**TO BE DONE**
Exactly reproduce the lines from the line containing "target | soccer ball" to the end of the data below, inclusive, and nothing else.

────────

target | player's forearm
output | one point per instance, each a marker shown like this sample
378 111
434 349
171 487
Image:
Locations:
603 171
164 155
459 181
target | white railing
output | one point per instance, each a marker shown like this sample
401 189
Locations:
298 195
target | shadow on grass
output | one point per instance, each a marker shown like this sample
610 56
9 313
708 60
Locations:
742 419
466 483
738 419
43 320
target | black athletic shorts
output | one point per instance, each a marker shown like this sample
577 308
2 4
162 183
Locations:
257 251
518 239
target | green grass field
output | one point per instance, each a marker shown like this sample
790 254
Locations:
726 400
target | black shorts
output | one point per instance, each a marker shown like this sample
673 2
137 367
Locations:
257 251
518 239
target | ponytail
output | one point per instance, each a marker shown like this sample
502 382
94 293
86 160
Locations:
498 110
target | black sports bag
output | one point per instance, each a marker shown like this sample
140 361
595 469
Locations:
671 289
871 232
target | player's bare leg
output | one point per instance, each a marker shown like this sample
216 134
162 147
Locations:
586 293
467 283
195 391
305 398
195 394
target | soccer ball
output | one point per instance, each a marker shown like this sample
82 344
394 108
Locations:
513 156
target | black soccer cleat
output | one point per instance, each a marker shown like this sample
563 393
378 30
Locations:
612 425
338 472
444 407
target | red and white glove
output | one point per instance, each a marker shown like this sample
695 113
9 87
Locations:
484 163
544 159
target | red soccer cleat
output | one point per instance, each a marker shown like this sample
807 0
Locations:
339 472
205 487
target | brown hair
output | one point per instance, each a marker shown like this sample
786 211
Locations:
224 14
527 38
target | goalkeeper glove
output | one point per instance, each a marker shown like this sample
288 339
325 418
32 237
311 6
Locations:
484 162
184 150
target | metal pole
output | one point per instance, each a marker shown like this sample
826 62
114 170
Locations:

────────

**TASK ANSWER**
target | soccer ball
output | one point per instance, each a marker shown like this sample
82 344
394 108
Locations:
513 156
target | black soccer cleat
output | one point per instance, each a marker shown like this sample
563 393
378 30
Locations:
612 425
338 472
444 407
target | red and white glove
output | one point per instance, each a marker shown like this sample
695 113
9 87
Locations:
484 163
544 159
target | red soccer cleat
output | one point per instance, each a marker shown like this sample
807 0
Locations:
339 472
205 487
target | brown hair
output | one point per instance, each a marker shown like this sample
786 211
Locations:
224 14
527 38
target | goalkeeper glove
output | one point per instance, each a marker shown like this sample
288 339
325 418
32 237
311 6
Locations:
484 162
184 150
target | metal pole
output | one point per instance, each a marker shown like this sample
826 62
114 170
Locations:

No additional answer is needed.